** Work order **
Which lines run from the one containing "x=51, y=333" to the end of the listing below? Write them out exactly, both ends included, with nothing else.

** Data for this exercise **
"""

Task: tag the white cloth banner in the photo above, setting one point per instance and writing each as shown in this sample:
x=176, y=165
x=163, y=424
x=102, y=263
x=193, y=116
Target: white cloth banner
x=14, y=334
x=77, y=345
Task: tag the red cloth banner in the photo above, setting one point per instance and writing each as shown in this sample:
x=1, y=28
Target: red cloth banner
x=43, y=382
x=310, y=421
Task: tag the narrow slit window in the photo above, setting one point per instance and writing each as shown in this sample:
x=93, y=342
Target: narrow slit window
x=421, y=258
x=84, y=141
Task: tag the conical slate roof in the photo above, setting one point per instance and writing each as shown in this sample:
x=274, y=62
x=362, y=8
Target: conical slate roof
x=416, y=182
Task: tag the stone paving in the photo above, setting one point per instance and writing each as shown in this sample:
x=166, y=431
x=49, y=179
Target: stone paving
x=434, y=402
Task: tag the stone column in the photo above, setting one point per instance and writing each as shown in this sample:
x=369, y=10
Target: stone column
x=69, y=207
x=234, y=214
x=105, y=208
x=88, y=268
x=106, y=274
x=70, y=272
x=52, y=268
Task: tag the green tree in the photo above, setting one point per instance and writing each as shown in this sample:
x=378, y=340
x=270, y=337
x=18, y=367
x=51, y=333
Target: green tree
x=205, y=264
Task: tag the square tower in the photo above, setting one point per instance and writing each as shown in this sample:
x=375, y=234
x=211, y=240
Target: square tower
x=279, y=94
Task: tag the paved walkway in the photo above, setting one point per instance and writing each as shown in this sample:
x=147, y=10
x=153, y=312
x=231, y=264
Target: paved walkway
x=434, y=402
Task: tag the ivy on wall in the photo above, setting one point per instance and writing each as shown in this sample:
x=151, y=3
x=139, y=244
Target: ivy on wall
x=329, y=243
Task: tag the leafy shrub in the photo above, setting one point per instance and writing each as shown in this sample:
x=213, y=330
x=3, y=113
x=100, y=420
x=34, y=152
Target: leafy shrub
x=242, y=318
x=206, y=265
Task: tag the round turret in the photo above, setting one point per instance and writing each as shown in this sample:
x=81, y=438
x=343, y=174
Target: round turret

"""

** Completed task **
x=51, y=333
Target: green tree
x=205, y=264
Task: tag the square tower in the photo above, setting one point per instance and writing each as shown in this sample:
x=375, y=234
x=211, y=240
Target: square tower
x=279, y=94
Task: tag the paved walkway in the photo above, setting one point per instance and writing each as shown in this sample:
x=147, y=10
x=153, y=312
x=231, y=264
Target: paved walkway
x=434, y=402
Task: tag the ivy on wall in the photo above, setting one point per instance and writing each as shown in this sample:
x=151, y=3
x=139, y=244
Target: ivy on wall
x=329, y=243
Task: tag the leafy shrub in the photo above, setting one point per instance and writing each as shown in this sample:
x=213, y=330
x=3, y=113
x=100, y=420
x=34, y=152
Target: leafy shrub
x=242, y=318
x=206, y=265
Task: tag the round turret in the photo above, setting one point per instance and writing each as shown in this sample:
x=81, y=438
x=343, y=174
Target: round turret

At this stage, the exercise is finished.